─── Listed records ───

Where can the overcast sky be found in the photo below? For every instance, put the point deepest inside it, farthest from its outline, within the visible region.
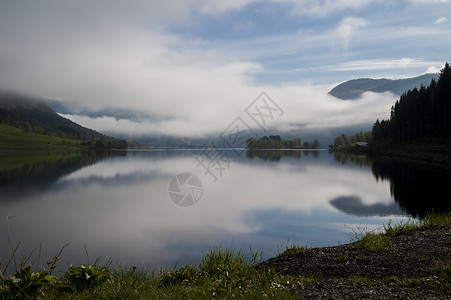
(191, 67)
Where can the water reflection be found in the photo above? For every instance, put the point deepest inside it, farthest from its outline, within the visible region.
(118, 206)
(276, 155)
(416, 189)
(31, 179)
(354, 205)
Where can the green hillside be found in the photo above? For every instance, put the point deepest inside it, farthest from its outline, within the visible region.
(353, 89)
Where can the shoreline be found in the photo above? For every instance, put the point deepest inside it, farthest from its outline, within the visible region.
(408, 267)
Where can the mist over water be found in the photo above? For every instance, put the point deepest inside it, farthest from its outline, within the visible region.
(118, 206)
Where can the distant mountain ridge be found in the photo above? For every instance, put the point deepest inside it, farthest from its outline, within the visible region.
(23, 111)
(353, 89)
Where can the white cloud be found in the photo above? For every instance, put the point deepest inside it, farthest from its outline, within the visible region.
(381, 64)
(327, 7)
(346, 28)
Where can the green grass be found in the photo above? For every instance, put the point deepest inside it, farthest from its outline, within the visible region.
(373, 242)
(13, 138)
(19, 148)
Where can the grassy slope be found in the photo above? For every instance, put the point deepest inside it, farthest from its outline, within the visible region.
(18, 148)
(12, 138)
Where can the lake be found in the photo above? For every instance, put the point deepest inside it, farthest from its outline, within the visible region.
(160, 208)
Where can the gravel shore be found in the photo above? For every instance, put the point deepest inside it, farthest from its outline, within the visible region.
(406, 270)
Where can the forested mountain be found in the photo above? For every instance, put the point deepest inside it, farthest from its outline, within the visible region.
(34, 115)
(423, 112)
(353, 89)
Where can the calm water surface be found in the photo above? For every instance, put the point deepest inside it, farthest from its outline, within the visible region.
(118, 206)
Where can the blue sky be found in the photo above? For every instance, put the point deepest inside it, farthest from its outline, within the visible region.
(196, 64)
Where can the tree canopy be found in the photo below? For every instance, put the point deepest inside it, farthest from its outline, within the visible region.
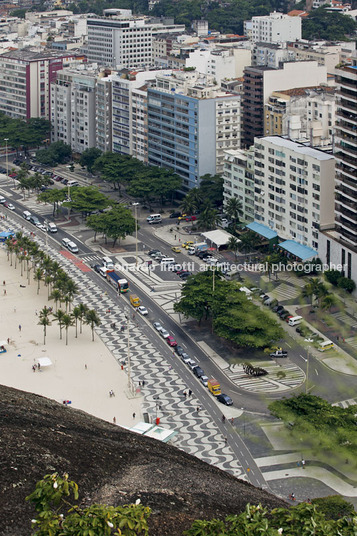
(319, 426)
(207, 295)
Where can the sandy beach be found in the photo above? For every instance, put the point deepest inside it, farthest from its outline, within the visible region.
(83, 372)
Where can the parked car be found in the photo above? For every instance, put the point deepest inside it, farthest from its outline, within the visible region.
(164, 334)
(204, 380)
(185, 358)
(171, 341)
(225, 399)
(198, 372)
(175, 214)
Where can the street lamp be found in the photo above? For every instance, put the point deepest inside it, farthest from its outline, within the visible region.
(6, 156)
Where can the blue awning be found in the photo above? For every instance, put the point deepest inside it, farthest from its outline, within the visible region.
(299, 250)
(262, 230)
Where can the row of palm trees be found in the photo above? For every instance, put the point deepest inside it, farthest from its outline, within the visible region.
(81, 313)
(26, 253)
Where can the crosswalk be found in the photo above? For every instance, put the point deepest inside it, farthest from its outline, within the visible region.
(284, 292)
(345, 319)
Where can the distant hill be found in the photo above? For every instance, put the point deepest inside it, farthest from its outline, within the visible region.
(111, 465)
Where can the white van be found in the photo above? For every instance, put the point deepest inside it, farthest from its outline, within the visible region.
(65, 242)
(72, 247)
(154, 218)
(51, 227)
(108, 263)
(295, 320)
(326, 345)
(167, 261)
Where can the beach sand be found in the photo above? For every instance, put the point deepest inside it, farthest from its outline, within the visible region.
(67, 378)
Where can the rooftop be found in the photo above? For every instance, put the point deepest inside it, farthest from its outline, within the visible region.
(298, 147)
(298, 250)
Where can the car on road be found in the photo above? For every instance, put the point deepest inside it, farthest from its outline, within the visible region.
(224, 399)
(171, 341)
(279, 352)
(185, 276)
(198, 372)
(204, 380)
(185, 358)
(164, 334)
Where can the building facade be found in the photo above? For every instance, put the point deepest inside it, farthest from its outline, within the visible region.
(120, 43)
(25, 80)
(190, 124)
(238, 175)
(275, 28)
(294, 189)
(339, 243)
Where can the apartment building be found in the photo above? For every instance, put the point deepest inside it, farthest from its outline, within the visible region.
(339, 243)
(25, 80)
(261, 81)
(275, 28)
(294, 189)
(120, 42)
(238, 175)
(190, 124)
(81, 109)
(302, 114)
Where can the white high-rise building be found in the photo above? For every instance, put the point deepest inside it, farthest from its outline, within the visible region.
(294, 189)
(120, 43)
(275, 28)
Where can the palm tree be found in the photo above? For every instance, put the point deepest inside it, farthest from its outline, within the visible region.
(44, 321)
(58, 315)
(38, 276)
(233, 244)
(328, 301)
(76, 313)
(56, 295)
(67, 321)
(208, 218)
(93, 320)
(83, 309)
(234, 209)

───

* **Exercise objective**: Transcribe every entry word for word, but omit the pictures.

* **Response to the task**:
Where can the overcast sky be found in the photo below? For every instance, put the point deepest inside it, farthest from its outline, within the visible region.
(191, 67)
Where can the water reflection be found in the photo above? For every instance, put the point deepest inside it, farthest from its outline, within the visible region.
(118, 206)
(276, 155)
(416, 189)
(31, 179)
(354, 205)
Where can the green hillside be found in the photo above? For every instance, put the point deepest inside it, farthest from its outline, within the visible region.
(353, 89)
Where can the shoreline be found in the photo above? For every instance, put the point deepest inside it, farthest from its outline, within the visible region.
(408, 267)
Where can the mist over water be found in the photo above? For every instance, put the point deepest inside it, farthest from its outline, within the visible region.
(118, 206)
Where can the distant mountain ridge be found in the photo above? For every instance, put the point deepest inside it, farthest from its outline, within the visible region.
(23, 111)
(353, 89)
Where can the white cloud be found in the photo above? For every instance, put the point deepest inside it, farthest from its outline, within the visible region.
(381, 64)
(327, 7)
(346, 28)
Where can the green grass be found in the photo above? For every instance, put the point deepest inside it, farthest from its outline, within the visible region.
(373, 242)
(13, 138)
(19, 148)
Where can the grassy slope be found in the photo above? For every instance, put the point deepest inside it, farthest from its outline, within the visible region.
(18, 148)
(12, 138)
Where can the lake be found in the photo above? For every instance, put the point deepest inside it, farthest from its outline, within the visible region.
(160, 208)
Where can the gravel shore be found in the photo above? For every instance, put the point deepest inside it, farthest from its outline, within the visible region.
(406, 270)
Where can the forested mountain be found in the photo above? For every instance, put the point deepest inside it, farthest from its outline, within the visible region.
(34, 115)
(423, 112)
(353, 89)
Where can the calm water surface be found in the photo above? For every instance, put the point deepest inside it, farthest from its outline, within the visible region.
(118, 206)
Where can the blue sky be found in the photo above? For every instance, put the point deepest inside it, farthest from its outline, within the visible region.
(196, 64)
Where can the tree canopy be found in the photo below? For every instance, put the point deepest inside it, farthest from its outline, within the visible region.
(319, 426)
(207, 295)
Where can the sandy beach be found in the photo above? For every instance, put the point deepest inside it, farthest from its outline, within the visible region.
(83, 372)
Where can the parked car be found in the photo above? For every instance, put the point deepest inside it, farthest from its outline, within the visible region.
(164, 334)
(204, 380)
(185, 358)
(171, 341)
(225, 399)
(198, 372)
(175, 214)
Where can the street lamp be found in the photo above? For every instance, put the point deepest inside it, farthest from its outline, within the visible region.
(6, 156)
Where can the blue awning be found in the photo above? For every instance, put the point deepest inside it, farthest from its outline, within the visible region.
(299, 250)
(262, 230)
Where can the row of palm trees be found in the photo above? For every instance, put the point deepest inside it, farthest from its outline, within the visible region.
(81, 313)
(26, 253)
Where can the crosswalk be found in the photo above? For every instance, put the point deepest inside it, farthest from its outline, within the visible region.
(284, 292)
(345, 319)
Where can the distant hill be found in the photo above? For every instance, put the point deepest inside it, farthest from its outline, within the visible region.
(111, 465)
Where can the white van be found in the photo above? For every instance, put the point deepest inside it, farthest from its outline, within the visible region.
(65, 242)
(72, 247)
(154, 218)
(51, 227)
(108, 263)
(295, 320)
(326, 345)
(167, 261)
Where can the beach sand be found in the photo above? For every instance, put the point deepest inside it, farthest from its outline, within the visible region.
(67, 378)
Where can the rooftop be found in the photo above? For every instance, put the point deepest inside it, farthest from its outline, within the visible region.
(298, 147)
(298, 250)
Where can the car on road be found in the photo above? For every instance, put the point deepest inside it, farthest from its outline, within the visible region.
(224, 399)
(171, 341)
(279, 352)
(185, 276)
(198, 372)
(204, 380)
(185, 358)
(164, 334)
Where can the building facade be found in the photo above? For every instance, put the point deepest inside it, farthest from its outline, within the visible region.
(120, 43)
(25, 80)
(190, 124)
(238, 175)
(275, 28)
(294, 189)
(339, 243)
Where can the apartment building be found in the photo above? For every instance, put the point deepest inside it, farthest from its outline, within the visible region.
(339, 243)
(25, 80)
(261, 81)
(275, 28)
(294, 189)
(120, 42)
(238, 175)
(190, 124)
(81, 109)
(302, 114)
Where can the white high-rise building be found in the photo above? For every instance, put the point deepest inside it, farthest from its outline, within the visible region.
(294, 189)
(120, 43)
(275, 28)
Where can the palm tree be found in the photo above? For every instance, put the point deepest inside it, farthest from its outline, within the visible region.
(44, 321)
(58, 315)
(38, 276)
(233, 244)
(328, 301)
(76, 313)
(56, 295)
(67, 321)
(208, 218)
(93, 320)
(83, 309)
(234, 209)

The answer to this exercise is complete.